[Supplied information]:
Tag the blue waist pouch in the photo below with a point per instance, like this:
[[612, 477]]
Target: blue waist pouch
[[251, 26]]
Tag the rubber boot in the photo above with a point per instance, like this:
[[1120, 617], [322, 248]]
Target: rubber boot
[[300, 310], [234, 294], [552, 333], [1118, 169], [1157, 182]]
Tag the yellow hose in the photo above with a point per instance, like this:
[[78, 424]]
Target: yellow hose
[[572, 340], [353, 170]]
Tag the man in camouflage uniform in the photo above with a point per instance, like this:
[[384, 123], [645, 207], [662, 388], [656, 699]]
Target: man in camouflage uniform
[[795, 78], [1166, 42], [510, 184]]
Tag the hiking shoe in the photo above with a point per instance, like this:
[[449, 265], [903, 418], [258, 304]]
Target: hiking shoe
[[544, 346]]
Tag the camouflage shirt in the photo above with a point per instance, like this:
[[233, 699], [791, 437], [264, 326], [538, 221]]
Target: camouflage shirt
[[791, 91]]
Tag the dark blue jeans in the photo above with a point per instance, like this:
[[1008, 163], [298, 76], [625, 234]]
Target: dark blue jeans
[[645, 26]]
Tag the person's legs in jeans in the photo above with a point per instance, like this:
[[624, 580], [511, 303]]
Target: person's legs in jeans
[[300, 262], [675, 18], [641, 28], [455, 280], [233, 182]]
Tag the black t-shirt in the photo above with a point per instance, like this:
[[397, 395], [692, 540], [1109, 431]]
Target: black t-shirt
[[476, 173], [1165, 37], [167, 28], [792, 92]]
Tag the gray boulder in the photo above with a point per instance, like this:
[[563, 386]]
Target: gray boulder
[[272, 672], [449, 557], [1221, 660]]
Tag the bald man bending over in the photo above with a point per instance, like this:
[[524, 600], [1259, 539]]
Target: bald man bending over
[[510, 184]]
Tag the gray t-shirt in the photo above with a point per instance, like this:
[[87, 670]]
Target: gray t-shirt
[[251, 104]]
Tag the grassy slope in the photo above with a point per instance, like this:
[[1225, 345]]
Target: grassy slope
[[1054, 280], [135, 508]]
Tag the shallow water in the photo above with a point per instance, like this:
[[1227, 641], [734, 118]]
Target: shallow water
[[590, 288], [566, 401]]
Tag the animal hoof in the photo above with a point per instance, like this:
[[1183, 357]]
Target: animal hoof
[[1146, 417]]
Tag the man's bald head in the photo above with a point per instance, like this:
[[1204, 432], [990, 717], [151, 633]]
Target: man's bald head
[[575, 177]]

[What the exercise asks]: Reproduce the entire listing above verbatim, line for line, from the first line to the last.

[Exercise answer]:
Tag the blue waist pouch in the photo below with a point per instance, like this:
[[612, 477]]
Target: blue waist pouch
[[251, 26]]
Tag the rubber boot in the photo above with a point per instance, like this:
[[1120, 617], [322, 248]]
Target: rubber boot
[[300, 310], [234, 294], [552, 333], [1118, 169], [1157, 182]]
Tag the yellow hose in the photo above with a point per instance, like this:
[[78, 424]]
Target: yellow hose
[[572, 340], [353, 170]]
Tag the man in camouflage uniform in the photo above with a point per instance, like this:
[[384, 123], [645, 207], [662, 388], [656, 699]]
Target: man in camouflage uniform
[[795, 78], [1166, 42], [510, 184]]
Tag the hiking shoe in the photo above with a point per instance, like this:
[[449, 265], [903, 418], [258, 304]]
Target: hiking shoe
[[544, 346]]
Tag the camouflage shirt in the photo above with a point per instance, like this:
[[233, 699], [791, 437], [264, 326], [538, 221]]
Target: camouflage shirt
[[791, 91]]
Tag the dark blue jeans in the photo above with a point per instance, like this:
[[1008, 163], [298, 76], [625, 234]]
Target: dark blue jeans
[[645, 26]]
Tag the person's legs in jeans in the photo above with a point per instance, like this:
[[624, 580], [511, 303]]
Target: person's legs in jeans
[[300, 262], [675, 18], [641, 28], [455, 280], [233, 182]]
Tag the black t-shirt in the photo above with a point per instance, like this:
[[397, 395], [692, 540], [1109, 431]]
Target: black t-shirt
[[476, 173], [1165, 37], [167, 28], [792, 92]]
Tag the gray boulder in the photo above with a point per instance, like this:
[[563, 386]]
Target: gray boulder
[[272, 672], [449, 557], [1221, 660]]
Tag the bald man bending over in the photo above with a point per instance, like this:
[[524, 600], [1259, 539]]
Target: bald man bending over
[[510, 184]]
Tag the gray t-shirt in the photo above with a point per instance, like this:
[[87, 670]]
Target: gray t-shirt
[[251, 104]]
Tag the grassy slope in the photo above with a point per instance, like this:
[[1225, 345]]
Target: grassy slope
[[1054, 280], [135, 508]]
Tag the shallow water in the photo above with a point per instance, like this:
[[1227, 641], [734, 118]]
Target: shallow water
[[590, 288], [566, 401]]
Tag the animal hoof in the photo above with a point per instance, like this:
[[1183, 357]]
Target: animal hoof
[[1146, 417]]
Tag the man's bald head in the photo above with a point per instance, like this:
[[1204, 432], [990, 717], [151, 633]]
Target: man's bald head
[[575, 177]]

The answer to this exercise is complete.